▶ WHAT YOU SHOULD DO: Rewrite the material with every "serialized as in" changed to "formatted as in", leaving everything else as it is and omitting the pictures.

# start of LISTED ENTRIES

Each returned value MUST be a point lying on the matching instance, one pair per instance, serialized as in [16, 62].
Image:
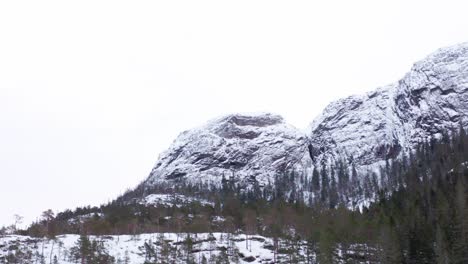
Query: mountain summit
[247, 147]
[364, 131]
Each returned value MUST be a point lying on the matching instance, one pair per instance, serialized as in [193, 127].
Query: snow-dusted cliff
[365, 129]
[390, 121]
[243, 147]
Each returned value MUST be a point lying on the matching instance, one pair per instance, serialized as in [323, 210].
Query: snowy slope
[390, 121]
[259, 249]
[364, 129]
[243, 147]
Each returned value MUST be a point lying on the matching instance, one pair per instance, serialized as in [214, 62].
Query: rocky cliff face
[365, 130]
[245, 147]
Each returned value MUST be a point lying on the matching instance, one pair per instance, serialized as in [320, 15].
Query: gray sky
[92, 91]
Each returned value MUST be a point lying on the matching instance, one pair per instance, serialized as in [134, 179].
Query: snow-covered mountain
[385, 123]
[243, 147]
[365, 130]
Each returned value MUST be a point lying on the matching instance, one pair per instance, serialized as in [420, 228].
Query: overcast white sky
[92, 91]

# end of LISTED ENTRIES

▶ RESPONSE FOR THIS EXERCISE:
Each returned value MUST be a point lying on the matching instance, one pair per instance, formatted as in [16, 62].
Image:
Query: mountain summit
[247, 147]
[364, 131]
Each returned value MUST be a point lying on the matching instance, one pair per instance, formatted as in [193, 127].
Query: snow-dusted cliff
[365, 129]
[390, 121]
[243, 147]
Each returned value MUST be a point lying on the matching instance, one pair per instance, formatted as in [323, 210].
Query: snowy slope
[390, 121]
[259, 249]
[364, 129]
[243, 147]
Each returned value MUST be a point lying on the matching instance, one pair per instance, formatted as in [214, 62].
Query: rocky cliff face
[365, 130]
[245, 147]
Each returned value MUST be a point lying on the matching instance, one pair per instance, formatted as in [320, 15].
Query: gray sky
[92, 91]
Each returned value MUST be a point lying on the matching instance, one pair per instance, formatted as in [134, 179].
Query: snow-covered mountain
[385, 123]
[243, 147]
[365, 130]
Each returned value MUST be a point lying on the matching instance, one pair per instance, formatted as in [420, 228].
Query: overcast white sky
[92, 91]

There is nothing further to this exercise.